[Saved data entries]
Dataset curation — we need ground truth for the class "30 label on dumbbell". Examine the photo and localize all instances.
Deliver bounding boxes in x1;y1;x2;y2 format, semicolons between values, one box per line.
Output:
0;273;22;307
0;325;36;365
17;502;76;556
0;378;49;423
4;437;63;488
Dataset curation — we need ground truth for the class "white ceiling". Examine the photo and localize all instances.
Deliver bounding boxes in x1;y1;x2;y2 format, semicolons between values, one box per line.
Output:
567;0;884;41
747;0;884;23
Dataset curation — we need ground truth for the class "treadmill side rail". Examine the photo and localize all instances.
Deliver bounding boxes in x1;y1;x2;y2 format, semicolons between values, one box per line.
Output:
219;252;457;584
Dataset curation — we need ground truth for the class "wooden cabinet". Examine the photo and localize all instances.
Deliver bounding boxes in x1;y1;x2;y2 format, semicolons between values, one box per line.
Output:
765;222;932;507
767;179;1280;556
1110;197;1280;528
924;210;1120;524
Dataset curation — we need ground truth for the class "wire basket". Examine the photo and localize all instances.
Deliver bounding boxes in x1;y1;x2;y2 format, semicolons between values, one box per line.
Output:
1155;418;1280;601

**TASK TO CARRY OUT:** Turn every line of the saved data entries above into a numbered list, omitting any blank lines.

**OUTPUT BELOW:**
1. Dataset curation — we need ground truth for the class "30 label on dumbbell". Examine the photo and localize all instances.
2. Deliver bounding boxes in x1;y1;x2;y2 format, semicolons between values, one box per line.
3. Output:
4. 0;273;22;307
5. 0;325;36;365
6. 17;502;76;556
7. 0;378;49;423
8. 4;437;63;488
9. Dataset curation — we need ground truth for the class "white ceiling". Examine the photo and localize all instances.
10. Deliver bounding boxes in x1;y1;x2;y2 format, semicolons between values, one box per line.
11. Output:
12. 567;0;884;41
13. 747;0;884;23
14. Dataset curation — we need ground truth for the class "treadmill side rail". Examine the photo and localize all instances.
15. Deliver bounding boxes in x1;y1;x2;y2 format, semicolons between values, one box per line.
16. Output:
17. 219;252;457;584
18. Dataset curation — we need ground truth for the class "wooden cabinet". Examine the photo and localize all instances.
19. Deliver bounding boxes in x1;y1;x2;y2 format, semicolons between values, one box per line.
20. Output:
21. 765;222;932;507
22. 767;179;1280;556
23. 1110;197;1280;528
24. 924;210;1120;524
25. Dataset curation — we need ground truth for the class "wire basket". Examine the photo and localize all instances.
26. Deliver bounding boxes in x1;y1;x2;y2 format, semicolons between values, one box per line.
27. Output:
28. 1155;418;1280;601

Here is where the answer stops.